## What to work on
Copy out all the entries below, swapping every "Pointing rules" for "Point guidelines" and keeping everything else unchanged.
• • • •
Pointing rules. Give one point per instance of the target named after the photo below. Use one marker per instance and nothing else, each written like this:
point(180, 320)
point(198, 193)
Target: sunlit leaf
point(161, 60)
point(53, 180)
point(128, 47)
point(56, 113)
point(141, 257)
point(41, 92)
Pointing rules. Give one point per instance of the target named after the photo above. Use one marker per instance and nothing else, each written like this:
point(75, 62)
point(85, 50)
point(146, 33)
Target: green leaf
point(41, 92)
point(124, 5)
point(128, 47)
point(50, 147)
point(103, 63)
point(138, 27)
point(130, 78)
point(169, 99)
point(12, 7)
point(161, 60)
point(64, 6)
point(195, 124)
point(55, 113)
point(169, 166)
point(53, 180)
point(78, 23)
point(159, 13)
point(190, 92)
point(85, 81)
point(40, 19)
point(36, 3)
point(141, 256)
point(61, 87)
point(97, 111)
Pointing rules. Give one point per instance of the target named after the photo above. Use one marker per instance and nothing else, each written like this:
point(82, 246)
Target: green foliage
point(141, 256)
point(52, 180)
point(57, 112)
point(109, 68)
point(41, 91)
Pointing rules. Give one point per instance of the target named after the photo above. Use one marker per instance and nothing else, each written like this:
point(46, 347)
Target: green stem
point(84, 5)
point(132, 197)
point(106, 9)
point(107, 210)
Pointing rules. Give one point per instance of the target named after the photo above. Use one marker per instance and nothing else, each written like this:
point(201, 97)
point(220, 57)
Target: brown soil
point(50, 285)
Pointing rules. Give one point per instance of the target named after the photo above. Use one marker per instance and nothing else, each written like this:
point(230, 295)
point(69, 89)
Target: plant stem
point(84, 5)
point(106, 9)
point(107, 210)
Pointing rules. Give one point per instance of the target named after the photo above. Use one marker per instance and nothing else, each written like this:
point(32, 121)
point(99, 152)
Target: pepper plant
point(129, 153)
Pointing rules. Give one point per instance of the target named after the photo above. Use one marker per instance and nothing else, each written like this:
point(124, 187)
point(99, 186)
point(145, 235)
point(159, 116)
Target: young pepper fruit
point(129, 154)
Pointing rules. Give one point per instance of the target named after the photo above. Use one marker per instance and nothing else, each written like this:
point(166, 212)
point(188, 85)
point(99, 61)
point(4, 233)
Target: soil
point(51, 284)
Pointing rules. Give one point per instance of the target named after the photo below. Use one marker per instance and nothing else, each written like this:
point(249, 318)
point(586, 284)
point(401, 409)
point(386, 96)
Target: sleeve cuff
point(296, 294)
• • • •
## Solution
Point guidelines. Give one point per instance of the target named after the photo below. Use one marker per instance and nothing else, each written like this:
point(180, 320)
point(198, 193)
Target: sunlit leaf
point(161, 60)
point(53, 180)
point(128, 47)
point(56, 113)
point(141, 257)
point(41, 92)
Point guidelines. Give one point per instance of the target named after the photo above. Use one marker per instance and nothing else, each written like this:
point(75, 62)
point(85, 50)
point(146, 33)
Target: green leaf
point(41, 92)
point(124, 5)
point(128, 47)
point(50, 147)
point(103, 63)
point(138, 27)
point(130, 78)
point(169, 99)
point(12, 7)
point(161, 60)
point(64, 6)
point(195, 124)
point(55, 113)
point(169, 166)
point(53, 180)
point(78, 23)
point(159, 13)
point(190, 92)
point(85, 81)
point(40, 19)
point(36, 3)
point(141, 256)
point(61, 87)
point(97, 111)
Point guidelines. Give one point per instance of the target named after the photo above. Use one marker per instance and nothing else, each written like this:
point(82, 246)
Target: green foliage
point(141, 256)
point(52, 180)
point(57, 112)
point(109, 68)
point(41, 91)
Point guidelines. Give one point per instance of the target named after the photo above. Use one marker per instance and nothing else, each written like this:
point(46, 347)
Target: green stem
point(84, 5)
point(132, 197)
point(106, 9)
point(107, 210)
Point guidelines. Give one point per instance of the target named after the photo above. Use one marker per instance and nothing else, each written like this:
point(201, 97)
point(220, 57)
Target: brown soil
point(50, 285)
Point guidelines. Give one point per instance of the target named after the photo above. Use one marker per instance and nothing else, each written like this:
point(230, 295)
point(69, 89)
Target: plant stem
point(84, 5)
point(106, 9)
point(107, 210)
Point guidelines. Give one point per instance of the target named after the photo above. Use one marker per instance and nothing else, each written like this:
point(32, 121)
point(99, 152)
Target: pepper plant
point(129, 153)
Point guidelines. Give one point per instance of the target named after the photo above. Use one marker per instance and nothing else, each written like this:
point(124, 187)
point(99, 186)
point(145, 235)
point(159, 116)
Target: young pepper fruit
point(129, 154)
Point guidelines. Give one point per instance of the target named after the photo above. Use one marker per instance and nothing else, each written like this:
point(166, 212)
point(188, 85)
point(99, 61)
point(4, 233)
Target: soil
point(51, 284)
Point guidelines. Give one point per instance of the target named after the photo below. Use one marker per instance and nothing else, each written like this:
point(249, 318)
point(586, 284)
point(401, 409)
point(386, 96)
Target: sleeve cuff
point(296, 294)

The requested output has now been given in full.